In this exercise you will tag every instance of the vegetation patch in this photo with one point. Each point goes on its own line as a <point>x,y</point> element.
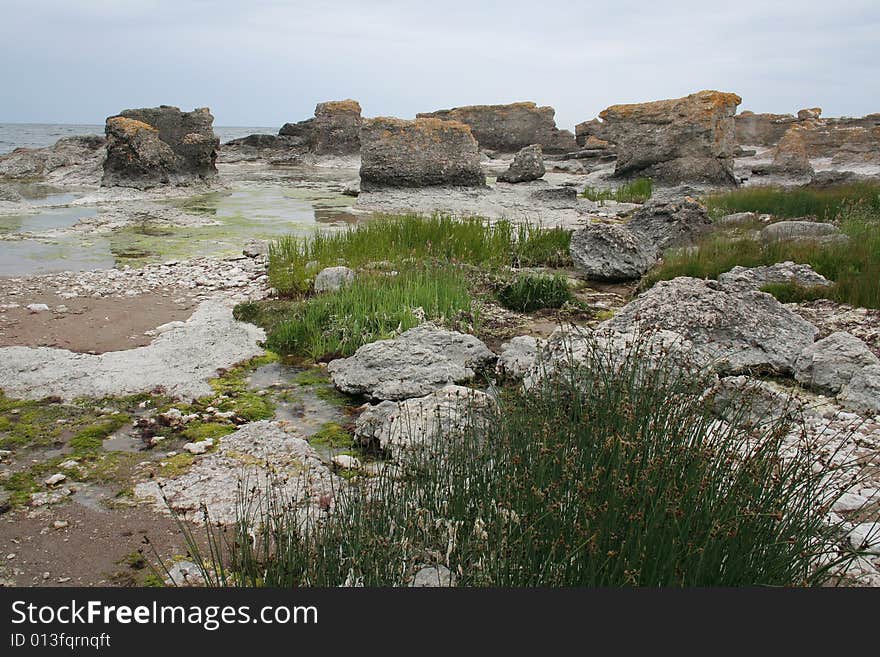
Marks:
<point>854,267</point>
<point>825,204</point>
<point>611,475</point>
<point>535,291</point>
<point>295,261</point>
<point>373,307</point>
<point>637,191</point>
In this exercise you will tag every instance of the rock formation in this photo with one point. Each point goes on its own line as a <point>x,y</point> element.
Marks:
<point>509,128</point>
<point>160,145</point>
<point>420,153</point>
<point>689,139</point>
<point>334,130</point>
<point>734,332</point>
<point>527,165</point>
<point>38,162</point>
<point>761,129</point>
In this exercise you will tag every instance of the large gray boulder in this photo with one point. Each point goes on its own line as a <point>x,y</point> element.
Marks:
<point>802,231</point>
<point>754,278</point>
<point>829,364</point>
<point>734,332</point>
<point>528,164</point>
<point>689,139</point>
<point>413,364</point>
<point>508,128</point>
<point>665,224</point>
<point>420,153</point>
<point>423,422</point>
<point>611,252</point>
<point>159,146</point>
<point>862,393</point>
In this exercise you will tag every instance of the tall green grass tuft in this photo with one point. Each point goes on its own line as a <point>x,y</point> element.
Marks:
<point>853,267</point>
<point>825,204</point>
<point>638,191</point>
<point>535,291</point>
<point>612,475</point>
<point>294,261</point>
<point>372,308</point>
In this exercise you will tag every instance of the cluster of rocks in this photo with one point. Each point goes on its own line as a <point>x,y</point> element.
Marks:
<point>625,251</point>
<point>509,128</point>
<point>690,139</point>
<point>160,146</point>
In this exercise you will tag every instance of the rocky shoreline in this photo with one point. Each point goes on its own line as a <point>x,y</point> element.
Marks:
<point>180,379</point>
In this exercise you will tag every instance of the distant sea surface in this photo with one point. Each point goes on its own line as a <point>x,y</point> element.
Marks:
<point>39,135</point>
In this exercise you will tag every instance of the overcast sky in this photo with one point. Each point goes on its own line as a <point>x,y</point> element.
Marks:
<point>265,62</point>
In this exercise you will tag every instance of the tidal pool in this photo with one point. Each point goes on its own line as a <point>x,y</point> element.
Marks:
<point>250,211</point>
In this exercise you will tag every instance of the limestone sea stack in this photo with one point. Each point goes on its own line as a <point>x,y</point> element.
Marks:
<point>156,146</point>
<point>419,153</point>
<point>509,128</point>
<point>690,139</point>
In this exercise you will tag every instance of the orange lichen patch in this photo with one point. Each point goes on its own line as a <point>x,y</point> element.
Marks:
<point>347,105</point>
<point>128,127</point>
<point>705,102</point>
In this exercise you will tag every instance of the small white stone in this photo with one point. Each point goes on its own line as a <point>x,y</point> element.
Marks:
<point>55,479</point>
<point>199,447</point>
<point>346,462</point>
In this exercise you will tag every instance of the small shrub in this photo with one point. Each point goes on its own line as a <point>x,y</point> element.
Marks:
<point>533,291</point>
· · · · ·
WHAT IS ASKED:
Write out all of the lines above word for word, with the picture left out.

FULL SOLUTION:
In this exercise you will tag every instance of the vegetation patch in this photo with one point. Each point goes on its own line as a <point>x,y</point> element.
Marks:
<point>854,267</point>
<point>825,204</point>
<point>611,475</point>
<point>535,291</point>
<point>295,261</point>
<point>373,307</point>
<point>637,191</point>
In this exercise you will tag every instance of the rock formation in this photo with one point. Each point goes on its own line as a <point>x,y</point> element.
Marks:
<point>509,128</point>
<point>160,145</point>
<point>420,153</point>
<point>689,139</point>
<point>334,130</point>
<point>734,332</point>
<point>527,165</point>
<point>38,162</point>
<point>761,129</point>
In this exercise you will tag every instance of the large gray boulder in this photo with one point. Each point goes on its own line as a <point>x,y</point> element.
Marks:
<point>802,231</point>
<point>754,278</point>
<point>829,364</point>
<point>734,332</point>
<point>528,164</point>
<point>689,139</point>
<point>413,364</point>
<point>508,128</point>
<point>665,224</point>
<point>420,153</point>
<point>423,422</point>
<point>611,252</point>
<point>159,146</point>
<point>862,393</point>
In this exercise you will tag every instance of the tall green grass tuft in this photo with one point. Each point goes on its own line as a <point>x,y</point> element.
Marks:
<point>853,267</point>
<point>825,204</point>
<point>638,191</point>
<point>535,291</point>
<point>612,475</point>
<point>294,261</point>
<point>372,308</point>
In this exercise you will tag every instance of the cluster of rocks in this photo with one point. Each point goes on its own line as a <point>x,y</point> element.
Marks:
<point>625,251</point>
<point>509,128</point>
<point>690,139</point>
<point>160,146</point>
In this exercise you will tag every instance of the rocky shoreline in this photo with one point. Each point goes on its own line as a <point>x,y</point> element.
Marks:
<point>180,379</point>
In this exercise you will tag every instance of the distant sea surface in this photo with one point. Each point goes on its own line as a <point>x,y</point> element.
Marks:
<point>39,135</point>
In this exercise you will tag every instance of the overcast sky in this photo with one point. Each point goes on its own line as a <point>x,y</point> element.
Marks:
<point>265,62</point>
In this exercise you will tag every instance of the tidal pool in this photo with one point. Each point goes on its own line as a <point>x,y</point> element.
Marks:
<point>250,211</point>
In this exercise you will tag every instance of the limestone sea stack in this photo with one point. Each point goes on its own line as a <point>x,y</point> element.
Marks:
<point>156,146</point>
<point>419,153</point>
<point>509,128</point>
<point>690,139</point>
In this exercise you will tag every instance of the orange lichen patch in this photo with one point. Each point goes on its own line as a <point>x,y</point> element.
Marks:
<point>347,105</point>
<point>128,127</point>
<point>705,102</point>
In this exercise you will tag every instance of the small white stone in this photo with one point. Each point goes on its own line as a <point>x,y</point> element.
Marks:
<point>55,479</point>
<point>199,447</point>
<point>346,462</point>
In this exercise you will tag every instance of the small shrub in this photo with one point. Each point goes on its own line as a <point>x,y</point> element.
Marks:
<point>533,291</point>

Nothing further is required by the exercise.